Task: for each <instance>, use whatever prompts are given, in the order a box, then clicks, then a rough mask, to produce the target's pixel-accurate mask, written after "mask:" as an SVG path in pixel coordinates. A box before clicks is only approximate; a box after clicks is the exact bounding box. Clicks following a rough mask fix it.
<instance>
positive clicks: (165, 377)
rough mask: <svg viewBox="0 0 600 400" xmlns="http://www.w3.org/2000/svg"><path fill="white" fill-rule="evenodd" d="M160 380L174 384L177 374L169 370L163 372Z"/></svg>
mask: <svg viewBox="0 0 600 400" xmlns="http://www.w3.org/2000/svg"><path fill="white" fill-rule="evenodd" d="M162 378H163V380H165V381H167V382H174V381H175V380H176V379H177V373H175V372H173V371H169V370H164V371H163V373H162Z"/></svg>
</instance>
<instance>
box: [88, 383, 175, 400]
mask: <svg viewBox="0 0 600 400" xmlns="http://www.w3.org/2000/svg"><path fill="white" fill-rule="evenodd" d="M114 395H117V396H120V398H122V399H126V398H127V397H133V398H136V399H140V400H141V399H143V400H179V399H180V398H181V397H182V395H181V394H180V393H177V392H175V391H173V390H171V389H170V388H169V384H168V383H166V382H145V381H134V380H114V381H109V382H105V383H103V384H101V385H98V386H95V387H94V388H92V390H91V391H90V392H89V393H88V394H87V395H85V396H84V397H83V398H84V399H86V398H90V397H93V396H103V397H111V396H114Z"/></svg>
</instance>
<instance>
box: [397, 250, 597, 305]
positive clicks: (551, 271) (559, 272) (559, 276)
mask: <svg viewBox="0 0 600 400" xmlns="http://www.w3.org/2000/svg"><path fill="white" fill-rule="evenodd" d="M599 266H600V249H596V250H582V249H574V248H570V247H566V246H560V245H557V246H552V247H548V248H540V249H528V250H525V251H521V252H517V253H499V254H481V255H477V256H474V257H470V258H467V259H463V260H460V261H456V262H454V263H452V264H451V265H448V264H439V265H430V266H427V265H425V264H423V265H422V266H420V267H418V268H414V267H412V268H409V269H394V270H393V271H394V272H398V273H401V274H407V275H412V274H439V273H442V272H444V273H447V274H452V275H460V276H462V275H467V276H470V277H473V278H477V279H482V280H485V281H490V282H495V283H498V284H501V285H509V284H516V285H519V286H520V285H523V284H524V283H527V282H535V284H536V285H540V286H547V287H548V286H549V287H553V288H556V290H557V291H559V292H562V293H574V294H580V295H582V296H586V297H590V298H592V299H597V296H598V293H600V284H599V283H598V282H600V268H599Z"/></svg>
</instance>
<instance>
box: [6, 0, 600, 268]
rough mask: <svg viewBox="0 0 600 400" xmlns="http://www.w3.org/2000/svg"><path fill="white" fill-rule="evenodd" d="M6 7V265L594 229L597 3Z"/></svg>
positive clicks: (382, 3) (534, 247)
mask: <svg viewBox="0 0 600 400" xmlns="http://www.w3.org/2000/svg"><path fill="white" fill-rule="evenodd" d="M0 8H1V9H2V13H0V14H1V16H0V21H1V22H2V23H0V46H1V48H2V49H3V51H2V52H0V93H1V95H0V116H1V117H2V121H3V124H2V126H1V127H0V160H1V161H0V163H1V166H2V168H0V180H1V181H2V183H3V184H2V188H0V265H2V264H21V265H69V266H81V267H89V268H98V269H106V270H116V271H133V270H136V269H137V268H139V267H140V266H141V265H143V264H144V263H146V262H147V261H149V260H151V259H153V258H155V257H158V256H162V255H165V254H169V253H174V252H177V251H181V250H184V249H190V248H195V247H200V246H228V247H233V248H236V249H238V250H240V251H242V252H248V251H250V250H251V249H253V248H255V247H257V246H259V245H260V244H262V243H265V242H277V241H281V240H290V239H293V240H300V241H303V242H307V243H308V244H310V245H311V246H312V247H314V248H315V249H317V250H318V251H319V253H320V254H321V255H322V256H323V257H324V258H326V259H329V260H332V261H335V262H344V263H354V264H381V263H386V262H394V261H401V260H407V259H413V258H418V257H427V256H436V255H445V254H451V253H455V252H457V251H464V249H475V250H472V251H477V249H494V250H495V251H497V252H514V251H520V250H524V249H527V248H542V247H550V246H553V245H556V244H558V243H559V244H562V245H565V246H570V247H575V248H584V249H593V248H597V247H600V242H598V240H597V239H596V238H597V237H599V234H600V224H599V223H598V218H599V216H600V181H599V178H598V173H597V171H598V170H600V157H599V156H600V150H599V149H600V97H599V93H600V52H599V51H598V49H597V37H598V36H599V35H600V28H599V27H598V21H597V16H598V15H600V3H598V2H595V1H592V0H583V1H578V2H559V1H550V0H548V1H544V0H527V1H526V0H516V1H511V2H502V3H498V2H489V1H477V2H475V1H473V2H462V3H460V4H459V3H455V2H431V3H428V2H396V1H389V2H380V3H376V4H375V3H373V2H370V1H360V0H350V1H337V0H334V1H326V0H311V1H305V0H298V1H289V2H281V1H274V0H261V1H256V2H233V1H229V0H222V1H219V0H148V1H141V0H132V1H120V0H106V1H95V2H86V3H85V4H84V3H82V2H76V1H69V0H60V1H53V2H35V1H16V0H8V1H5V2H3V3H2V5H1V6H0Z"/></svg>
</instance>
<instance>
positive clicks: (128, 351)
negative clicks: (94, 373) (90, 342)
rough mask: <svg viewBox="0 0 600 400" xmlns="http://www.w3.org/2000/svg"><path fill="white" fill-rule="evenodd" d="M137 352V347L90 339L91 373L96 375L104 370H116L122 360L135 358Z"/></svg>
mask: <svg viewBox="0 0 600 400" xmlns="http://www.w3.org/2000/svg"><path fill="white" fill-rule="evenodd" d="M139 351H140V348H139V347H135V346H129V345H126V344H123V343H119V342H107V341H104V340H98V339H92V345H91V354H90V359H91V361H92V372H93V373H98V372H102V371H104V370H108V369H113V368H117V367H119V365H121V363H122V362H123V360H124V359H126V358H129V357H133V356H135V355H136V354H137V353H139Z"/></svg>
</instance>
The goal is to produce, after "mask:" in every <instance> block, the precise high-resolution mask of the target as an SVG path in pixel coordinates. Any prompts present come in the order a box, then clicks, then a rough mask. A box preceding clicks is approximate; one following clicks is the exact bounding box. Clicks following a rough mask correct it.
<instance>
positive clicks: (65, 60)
□ □ □
Only certain lines are wanted. Please return exactly those from the top of the data through the line with "positive clicks: (165, 377)".

## Your solution
Task: for each <instance>, use whatever prompts are given, in the order a box, then clicks, then a rough mask, to produce the target's pixel-accurate mask, written after "mask:" as an SVG path in pixel coordinates. A box before clicks is only approximate; a box after clicks is the exact bounding box. Clicks following a rough mask fix it.
<instance>
positive clicks: (165, 377)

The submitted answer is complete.